* _SUPPLIED PASSAGE_
╭──

JACKSONVILLE – Senior writer John Oehser and senior correspondent Brian Sexton both offer three quick thoughts on the Jaguars' 26-21 victory over the Cincinnati Bengals in 2016 Preseason Week 3 Sunday …

Oehser …

1.The Jaguars struggled in several areas early Sunday, perhaps most notably stopping the run. Bengals running back Giovani Bernard rushed for 27 yards on three carries in the first quarter and Jeremy Hill rushed for 18 yards on four carries. One major reason was the absence of Jaguars nose tackle Roy Miller, who has missed the last two games with a quad injury. Miller's stoutness and physicality is key to the run defense and his absence showed up in a big way on the interior Sunday. Still, this was not the performance needed from a unit that prides itself on stopping the run. This team can't win defending the run poorly and it must play better than it did Sunday – with or without Miller.

2.With starters and front-line players not expected to play extensively if at all in Week 4, this wasn't the finish the Jaguars wanted to the preseason – and particularly at the line of scrimmage. The Jaguars throughout the first half not only struggled to stop the run, they failed to run as effectively as they had in the first two preseason games. That wasn't a total shock because the Bengals have one of the NFL's most physical, athletic defensive fronts. Defensive tackle Geno Atkins was particularly effective working against Josh Wells, who was making his first career start at left guard for the Jaguars. The Jaguars' starters left after the first half, and while quarterback Blake Bortles managed just 52 yards passing and no touchdowns, just as noticeable were the Jaguars' 38 yards rushing on nine carries. Take away a 23-yard cutback run by T.J. Yeldon and Yeldon/Chris Ivory rushed for 15 yards on eight carries. Those numbers are too similar to last season when the Jaguars rarely established the all-important threat of the run. The running game looked like a strength in the first two preseason games. If this team is going to do what it expects to do, it needs to get it looking like that again.


3.Mistakes continued to be an issue for the Jaguars in Preseason Week 3, continuing a preseason-long trend. While the Jaguars looked good early in the first two preseason games, they also committed 25 penalties. Jacksonville committed six in the first half against the Bengals, but even beyond penalties there was an overall sloppy feeling early Sunday.  Yeldon's first-drive fumble led directly to Cincinnati's first touchdown and a touchdown reception by Jaguars linebacker/fullback Hayes Pullard III midway through the second quarter was negated because Pullard did not report as eligible. This hasn't been an overly-penalized regular-season team in recent years. Head Coach Gus Bradley and staff have two weeks to ensure that remains the case.

╰──

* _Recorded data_

╭──

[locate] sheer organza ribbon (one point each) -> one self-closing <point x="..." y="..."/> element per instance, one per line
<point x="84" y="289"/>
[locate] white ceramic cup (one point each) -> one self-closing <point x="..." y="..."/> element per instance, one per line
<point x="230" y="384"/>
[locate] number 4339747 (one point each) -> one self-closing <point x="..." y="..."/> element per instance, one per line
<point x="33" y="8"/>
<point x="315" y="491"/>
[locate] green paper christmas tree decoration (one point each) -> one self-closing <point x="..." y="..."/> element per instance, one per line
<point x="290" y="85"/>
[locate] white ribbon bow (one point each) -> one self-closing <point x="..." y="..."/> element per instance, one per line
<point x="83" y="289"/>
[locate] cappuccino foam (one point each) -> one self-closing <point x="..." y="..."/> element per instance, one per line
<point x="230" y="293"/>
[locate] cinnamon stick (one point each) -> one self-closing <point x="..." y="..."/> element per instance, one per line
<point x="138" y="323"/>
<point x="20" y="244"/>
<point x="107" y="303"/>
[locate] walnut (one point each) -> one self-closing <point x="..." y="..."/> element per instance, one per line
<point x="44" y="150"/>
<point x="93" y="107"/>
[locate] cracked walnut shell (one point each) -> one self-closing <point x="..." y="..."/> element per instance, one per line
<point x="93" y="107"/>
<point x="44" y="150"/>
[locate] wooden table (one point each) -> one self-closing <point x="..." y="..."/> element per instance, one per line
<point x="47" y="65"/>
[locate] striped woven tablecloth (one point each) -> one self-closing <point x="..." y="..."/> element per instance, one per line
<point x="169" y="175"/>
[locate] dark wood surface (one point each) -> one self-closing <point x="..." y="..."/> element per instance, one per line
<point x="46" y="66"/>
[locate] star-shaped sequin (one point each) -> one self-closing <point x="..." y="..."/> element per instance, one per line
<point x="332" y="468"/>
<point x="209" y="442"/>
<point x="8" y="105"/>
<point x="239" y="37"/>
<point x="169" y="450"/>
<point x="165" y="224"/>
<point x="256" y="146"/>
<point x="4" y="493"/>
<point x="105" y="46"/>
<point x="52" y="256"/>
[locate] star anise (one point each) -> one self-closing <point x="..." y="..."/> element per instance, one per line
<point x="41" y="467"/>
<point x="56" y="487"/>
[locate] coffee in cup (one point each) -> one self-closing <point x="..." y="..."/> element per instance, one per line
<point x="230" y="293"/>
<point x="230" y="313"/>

╰──

* _WHAT TO DO_
Write what comes next in the Jaguars–Bengals preseason recap, picking up right after its last sentence. These items are not needed for anything here.

* _WRITTEN RESPONSE_
1.This wasn't what they wanted and it wasn't what was expected. On a night when the NBC cameras were broadcasting the game all over the nation, Jags fans wanted the country to see the team they're so excited about – the offense that has rightfully earned some preseason love from the national media and a defense that is much more talented than last season's bunch. Instead, they got a fumble on their side of the field that led to a Cincinnati touchdown. They got a penalty that gave the Bengals a first down at their own one and led to a 14-0 lead – and they got a penalty that negated a touchdown when linebacker Hayes Pullard III neglected to check in as an eligible receiver. The Jaguars didn't have to show the nation they were an elite team; only that they were improved. On Sunday night, it wasn't exactly evident.


Photos from the Cincinnati Bengals and Jacksonville Jaguars in week three of the preseason.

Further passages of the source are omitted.